- Records supplied
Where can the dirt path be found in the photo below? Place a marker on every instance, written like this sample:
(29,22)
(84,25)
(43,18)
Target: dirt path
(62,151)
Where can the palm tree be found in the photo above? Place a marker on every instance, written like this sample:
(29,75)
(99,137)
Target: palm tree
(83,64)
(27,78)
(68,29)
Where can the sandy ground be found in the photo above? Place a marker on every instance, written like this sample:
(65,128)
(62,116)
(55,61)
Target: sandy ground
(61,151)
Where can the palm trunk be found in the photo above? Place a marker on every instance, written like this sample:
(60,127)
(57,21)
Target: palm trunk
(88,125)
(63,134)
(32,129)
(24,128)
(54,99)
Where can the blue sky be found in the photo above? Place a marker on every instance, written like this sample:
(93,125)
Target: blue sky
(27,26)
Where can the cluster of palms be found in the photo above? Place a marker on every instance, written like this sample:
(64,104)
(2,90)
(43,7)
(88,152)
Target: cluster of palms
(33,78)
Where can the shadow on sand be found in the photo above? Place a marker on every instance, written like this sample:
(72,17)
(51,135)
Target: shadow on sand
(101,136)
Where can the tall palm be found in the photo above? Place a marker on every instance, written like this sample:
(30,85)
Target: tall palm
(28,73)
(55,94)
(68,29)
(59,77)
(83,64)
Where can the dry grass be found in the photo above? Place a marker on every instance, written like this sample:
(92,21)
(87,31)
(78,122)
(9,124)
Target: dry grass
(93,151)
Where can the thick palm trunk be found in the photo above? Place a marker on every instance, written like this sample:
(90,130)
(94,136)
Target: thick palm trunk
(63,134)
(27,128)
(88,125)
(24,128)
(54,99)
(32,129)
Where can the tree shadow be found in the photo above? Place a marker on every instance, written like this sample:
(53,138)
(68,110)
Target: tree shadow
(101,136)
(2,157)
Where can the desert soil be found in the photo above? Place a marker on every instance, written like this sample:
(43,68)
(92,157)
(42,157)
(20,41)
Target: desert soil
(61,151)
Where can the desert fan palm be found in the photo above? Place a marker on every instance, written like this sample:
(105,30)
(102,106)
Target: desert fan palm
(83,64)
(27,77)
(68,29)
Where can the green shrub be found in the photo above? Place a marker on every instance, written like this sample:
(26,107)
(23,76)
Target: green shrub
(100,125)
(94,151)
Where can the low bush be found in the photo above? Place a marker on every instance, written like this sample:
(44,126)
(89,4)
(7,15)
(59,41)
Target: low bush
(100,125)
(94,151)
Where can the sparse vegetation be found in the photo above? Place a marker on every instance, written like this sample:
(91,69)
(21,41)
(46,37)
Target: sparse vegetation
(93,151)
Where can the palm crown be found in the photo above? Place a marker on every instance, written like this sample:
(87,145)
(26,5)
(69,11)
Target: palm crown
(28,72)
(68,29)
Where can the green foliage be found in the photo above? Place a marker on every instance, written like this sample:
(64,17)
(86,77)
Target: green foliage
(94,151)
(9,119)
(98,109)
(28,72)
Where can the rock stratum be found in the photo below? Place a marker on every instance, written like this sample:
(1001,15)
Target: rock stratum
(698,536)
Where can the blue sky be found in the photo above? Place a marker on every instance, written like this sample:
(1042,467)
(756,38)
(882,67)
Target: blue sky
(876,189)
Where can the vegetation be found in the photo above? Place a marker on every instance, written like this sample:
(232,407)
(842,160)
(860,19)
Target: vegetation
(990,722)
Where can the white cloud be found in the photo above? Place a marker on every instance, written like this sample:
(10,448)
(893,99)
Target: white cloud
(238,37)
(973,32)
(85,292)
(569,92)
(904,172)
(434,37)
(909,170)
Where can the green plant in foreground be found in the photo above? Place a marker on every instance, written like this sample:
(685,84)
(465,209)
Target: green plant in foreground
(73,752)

- What to produce
Repeat the data above in full, word for word.

- Answer space
Where can the dirt path be found in the photo below? Place a marker on every instance, written like this sample:
(29,22)
(84,25)
(43,18)
Target: dirt path
(62,151)
Where can the palm tree be found in the photo above? Place a marker on every instance, written like this sample:
(29,75)
(99,137)
Target: palm tree
(83,64)
(27,78)
(68,29)
Where can the sandy ground be found in the photo above? Place a marker on every instance, written like this sample:
(65,128)
(62,116)
(55,61)
Target: sandy ground
(61,151)
Where can the palm trunk be found in the photo above? Place a marker on every instance, written like this sample:
(60,127)
(57,21)
Target: palm trunk
(88,125)
(63,134)
(32,129)
(24,128)
(54,99)
Where can the blue sky be found in the photo above? Place a marker on every instance, written like this sample:
(93,125)
Target: blue sky
(27,26)
Where can the cluster of palms be found in the photo above? Place a marker on every instance, written like this sample:
(64,104)
(2,90)
(43,7)
(88,152)
Target: cluster of palms
(33,78)
Where can the shadow on sand be found in the photo above? Place a marker on every instance, written like this sample:
(72,17)
(51,135)
Target: shadow on sand
(101,136)
Where can the tall palm be found in the photo above? Place a marker on every instance, written like this sample:
(30,85)
Target: tall palm
(28,73)
(55,94)
(68,29)
(59,77)
(83,64)
Where can the dry grass be found in the photo above? Place a marker on every instance, written like this sample:
(92,21)
(87,31)
(78,122)
(9,124)
Target: dry grass
(93,151)
Where can the thick palm trunk be found in the photo above? Place a marker on every instance, written like this sample:
(90,130)
(94,136)
Target: thick palm trunk
(63,134)
(27,128)
(88,125)
(24,128)
(54,99)
(32,129)
Where can the tree shadow be found in the photo above? Place a marker on every instance, written like this sample:
(53,138)
(68,110)
Target: tree shadow
(101,136)
(2,157)
Where can the desert soil be found in the photo above? Place a marker on every instance, written like this sample:
(43,68)
(92,157)
(42,157)
(20,41)
Target: desert soil
(61,151)
Where can the desert fan palm be found in the photo above? Place a marker on every instance, written like this sample:
(105,30)
(102,106)
Target: desert fan palm
(83,64)
(27,77)
(68,29)
Where can the green shrub be found in the photo above? Place a marker on every instance, written like this sample:
(26,107)
(23,76)
Target: green shrub
(100,125)
(94,151)
Where can the low bush be found in the photo above? Place a marker on every instance, written like this sample:
(44,126)
(89,4)
(7,15)
(59,41)
Target: low bush
(100,125)
(94,151)
Where can the sparse vegetation be found in the photo above? Place a marker on every instance, written like this sample:
(91,69)
(21,41)
(46,37)
Target: sparse vegetation
(93,151)
Where can the palm crown be found in the photo above? Place a marker on every instance, written like this sample:
(87,145)
(26,5)
(69,11)
Target: palm crown
(28,72)
(68,29)
Where can the green foliage be found in the photo above? Place a marker on every instance, written like this sample:
(64,17)
(86,77)
Target: green foliage
(94,151)
(9,119)
(98,109)
(28,72)
Where can the rock stratum be found in the photo below? Place a marker on every instance, written like this sample:
(1001,15)
Target: rock stratum
(698,536)
Where can the blue sky be found in the photo above? Place a marker on every instance, written like this sample:
(1042,467)
(756,38)
(882,67)
Target: blue sky
(876,189)
Where can the vegetation be found in the photo above? Place a marker on every instance, written like this sample:
(232,407)
(842,160)
(860,19)
Target: vegetation
(990,722)
Where can the white cloud be found in the photo above? Place a marker on every instance, written like this sample:
(10,448)
(893,99)
Target: white cloud
(238,37)
(973,32)
(85,292)
(569,92)
(904,172)
(434,37)
(909,170)
Where can the green plant in foreground be found in the photo above? Place a marker on every instance, written like this sample:
(685,84)
(465,209)
Target: green plant in foreground
(73,752)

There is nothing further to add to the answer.